** start of Dataset extract **

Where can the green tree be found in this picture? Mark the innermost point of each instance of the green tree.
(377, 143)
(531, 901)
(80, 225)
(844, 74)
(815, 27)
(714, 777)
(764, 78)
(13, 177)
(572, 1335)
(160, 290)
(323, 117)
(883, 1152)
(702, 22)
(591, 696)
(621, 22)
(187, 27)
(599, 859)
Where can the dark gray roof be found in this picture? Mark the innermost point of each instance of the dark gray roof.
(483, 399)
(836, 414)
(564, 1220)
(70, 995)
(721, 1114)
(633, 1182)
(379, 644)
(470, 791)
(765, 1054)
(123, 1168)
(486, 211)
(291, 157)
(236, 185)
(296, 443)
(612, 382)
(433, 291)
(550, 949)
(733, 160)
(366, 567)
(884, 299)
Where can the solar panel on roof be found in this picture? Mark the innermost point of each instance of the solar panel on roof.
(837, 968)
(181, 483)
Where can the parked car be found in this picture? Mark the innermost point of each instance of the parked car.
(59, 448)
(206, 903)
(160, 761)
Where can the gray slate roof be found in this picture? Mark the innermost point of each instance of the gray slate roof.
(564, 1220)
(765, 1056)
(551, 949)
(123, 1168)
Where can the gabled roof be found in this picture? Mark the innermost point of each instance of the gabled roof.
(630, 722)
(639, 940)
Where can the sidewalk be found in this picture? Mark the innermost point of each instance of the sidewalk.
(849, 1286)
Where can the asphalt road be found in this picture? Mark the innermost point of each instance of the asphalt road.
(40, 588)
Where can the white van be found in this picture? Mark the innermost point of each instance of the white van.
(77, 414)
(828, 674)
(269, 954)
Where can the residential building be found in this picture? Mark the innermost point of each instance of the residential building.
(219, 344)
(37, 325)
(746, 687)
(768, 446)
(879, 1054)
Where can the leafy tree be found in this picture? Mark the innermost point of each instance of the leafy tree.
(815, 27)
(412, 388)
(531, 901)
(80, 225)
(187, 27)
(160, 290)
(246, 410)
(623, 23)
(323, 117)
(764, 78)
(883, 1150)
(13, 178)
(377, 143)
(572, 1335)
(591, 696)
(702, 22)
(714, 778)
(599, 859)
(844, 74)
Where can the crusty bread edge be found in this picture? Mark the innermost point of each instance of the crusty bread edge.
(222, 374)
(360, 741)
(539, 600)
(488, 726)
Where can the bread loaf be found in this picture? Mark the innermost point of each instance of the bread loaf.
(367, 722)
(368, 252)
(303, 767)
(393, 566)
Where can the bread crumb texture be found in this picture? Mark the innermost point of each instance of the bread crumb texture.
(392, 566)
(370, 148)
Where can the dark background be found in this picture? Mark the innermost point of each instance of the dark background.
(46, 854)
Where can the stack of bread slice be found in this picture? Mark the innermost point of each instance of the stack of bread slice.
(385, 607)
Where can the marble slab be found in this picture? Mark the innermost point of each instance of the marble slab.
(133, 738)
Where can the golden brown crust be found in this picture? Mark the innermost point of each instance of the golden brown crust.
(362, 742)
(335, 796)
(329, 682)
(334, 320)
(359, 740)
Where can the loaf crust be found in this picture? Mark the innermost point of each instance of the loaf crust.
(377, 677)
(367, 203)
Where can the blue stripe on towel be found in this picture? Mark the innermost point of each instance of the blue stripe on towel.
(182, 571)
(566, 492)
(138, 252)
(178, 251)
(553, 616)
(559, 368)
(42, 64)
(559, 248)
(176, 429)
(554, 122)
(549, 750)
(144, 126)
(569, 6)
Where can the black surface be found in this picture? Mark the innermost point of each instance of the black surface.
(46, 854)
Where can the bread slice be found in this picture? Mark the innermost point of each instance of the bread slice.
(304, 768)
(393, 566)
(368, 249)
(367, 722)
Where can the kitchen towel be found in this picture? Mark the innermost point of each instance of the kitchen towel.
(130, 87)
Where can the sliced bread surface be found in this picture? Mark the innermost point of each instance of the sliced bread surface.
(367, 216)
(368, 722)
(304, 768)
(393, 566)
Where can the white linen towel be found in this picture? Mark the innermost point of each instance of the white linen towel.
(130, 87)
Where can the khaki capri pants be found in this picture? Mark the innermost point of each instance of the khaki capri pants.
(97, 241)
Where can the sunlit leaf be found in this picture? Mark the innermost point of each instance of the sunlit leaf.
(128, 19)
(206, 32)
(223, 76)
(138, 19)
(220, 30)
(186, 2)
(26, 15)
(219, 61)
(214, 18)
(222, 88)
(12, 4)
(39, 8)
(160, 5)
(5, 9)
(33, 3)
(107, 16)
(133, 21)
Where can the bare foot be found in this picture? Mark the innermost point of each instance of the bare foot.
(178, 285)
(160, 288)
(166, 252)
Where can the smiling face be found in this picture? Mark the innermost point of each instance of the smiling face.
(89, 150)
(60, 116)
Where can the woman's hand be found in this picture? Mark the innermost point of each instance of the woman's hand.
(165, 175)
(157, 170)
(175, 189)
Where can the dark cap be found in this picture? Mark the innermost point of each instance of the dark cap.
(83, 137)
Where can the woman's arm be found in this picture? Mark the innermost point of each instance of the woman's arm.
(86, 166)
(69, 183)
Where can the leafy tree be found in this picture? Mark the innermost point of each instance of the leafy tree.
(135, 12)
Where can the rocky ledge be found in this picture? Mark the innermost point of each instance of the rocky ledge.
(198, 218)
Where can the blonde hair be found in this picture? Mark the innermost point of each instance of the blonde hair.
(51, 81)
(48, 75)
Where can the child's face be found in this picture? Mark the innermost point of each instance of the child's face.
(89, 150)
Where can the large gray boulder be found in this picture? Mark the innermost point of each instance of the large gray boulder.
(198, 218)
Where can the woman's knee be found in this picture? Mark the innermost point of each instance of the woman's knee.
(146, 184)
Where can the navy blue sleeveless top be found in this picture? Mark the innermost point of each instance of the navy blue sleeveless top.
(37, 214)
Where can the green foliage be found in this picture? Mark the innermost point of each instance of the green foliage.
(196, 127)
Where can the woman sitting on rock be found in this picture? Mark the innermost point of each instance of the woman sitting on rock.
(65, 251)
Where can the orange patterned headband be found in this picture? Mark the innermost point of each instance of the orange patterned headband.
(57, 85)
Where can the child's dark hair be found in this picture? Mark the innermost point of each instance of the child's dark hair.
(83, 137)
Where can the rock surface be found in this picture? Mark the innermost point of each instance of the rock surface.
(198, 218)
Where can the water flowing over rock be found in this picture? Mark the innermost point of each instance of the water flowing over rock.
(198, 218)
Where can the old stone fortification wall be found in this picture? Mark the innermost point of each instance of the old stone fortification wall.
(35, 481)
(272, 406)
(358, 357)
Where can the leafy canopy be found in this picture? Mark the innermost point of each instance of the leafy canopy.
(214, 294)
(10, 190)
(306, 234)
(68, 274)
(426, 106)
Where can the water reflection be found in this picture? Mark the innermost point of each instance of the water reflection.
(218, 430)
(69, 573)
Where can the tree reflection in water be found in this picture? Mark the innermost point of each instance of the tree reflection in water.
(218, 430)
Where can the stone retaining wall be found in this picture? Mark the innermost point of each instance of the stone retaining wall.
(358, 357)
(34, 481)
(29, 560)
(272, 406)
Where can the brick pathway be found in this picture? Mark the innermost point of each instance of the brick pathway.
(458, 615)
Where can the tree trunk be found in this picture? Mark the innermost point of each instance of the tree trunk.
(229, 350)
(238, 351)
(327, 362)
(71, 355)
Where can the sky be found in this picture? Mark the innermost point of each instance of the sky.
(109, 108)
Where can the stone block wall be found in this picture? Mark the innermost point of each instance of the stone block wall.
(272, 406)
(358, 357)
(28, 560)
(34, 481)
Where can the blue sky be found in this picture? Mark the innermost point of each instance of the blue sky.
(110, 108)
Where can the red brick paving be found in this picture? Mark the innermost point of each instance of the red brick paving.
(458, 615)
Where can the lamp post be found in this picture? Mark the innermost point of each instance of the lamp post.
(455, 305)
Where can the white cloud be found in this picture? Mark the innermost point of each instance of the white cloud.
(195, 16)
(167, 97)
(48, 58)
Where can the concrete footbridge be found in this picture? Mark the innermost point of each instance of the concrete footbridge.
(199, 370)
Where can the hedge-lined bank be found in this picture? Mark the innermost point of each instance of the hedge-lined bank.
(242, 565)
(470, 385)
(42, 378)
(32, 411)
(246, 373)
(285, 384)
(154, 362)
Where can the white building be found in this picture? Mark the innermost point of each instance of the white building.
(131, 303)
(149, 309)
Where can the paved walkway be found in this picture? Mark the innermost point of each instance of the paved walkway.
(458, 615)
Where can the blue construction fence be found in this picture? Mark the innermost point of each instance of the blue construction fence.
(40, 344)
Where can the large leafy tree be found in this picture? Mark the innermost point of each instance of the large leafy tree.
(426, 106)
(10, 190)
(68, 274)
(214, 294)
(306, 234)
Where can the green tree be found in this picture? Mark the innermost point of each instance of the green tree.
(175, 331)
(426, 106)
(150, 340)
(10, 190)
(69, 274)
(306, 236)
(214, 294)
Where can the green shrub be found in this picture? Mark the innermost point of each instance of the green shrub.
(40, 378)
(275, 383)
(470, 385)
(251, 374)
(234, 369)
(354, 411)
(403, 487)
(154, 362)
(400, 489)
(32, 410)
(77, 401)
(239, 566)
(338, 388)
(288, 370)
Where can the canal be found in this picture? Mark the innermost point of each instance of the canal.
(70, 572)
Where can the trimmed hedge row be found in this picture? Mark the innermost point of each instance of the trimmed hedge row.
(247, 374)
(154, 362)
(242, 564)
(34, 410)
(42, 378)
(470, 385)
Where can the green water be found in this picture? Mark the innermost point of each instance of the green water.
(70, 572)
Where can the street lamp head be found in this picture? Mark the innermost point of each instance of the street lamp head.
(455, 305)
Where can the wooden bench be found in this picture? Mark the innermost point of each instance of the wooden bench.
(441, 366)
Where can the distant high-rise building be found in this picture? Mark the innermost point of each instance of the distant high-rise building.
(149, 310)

** end of Dataset extract **

- _Problem requirements_:
Retype the stretch from the line containing "Where can the wooden" through the last of the rows, character for character.

- _Response to this task_:
Where can the wooden bench be found in this picture? Mark the innermost point of each instance of the wooden bench.
(441, 366)
Where can the distant high-rise building be found in this picture? Mark the innermost point of each instance of the distant high-rise building.
(149, 310)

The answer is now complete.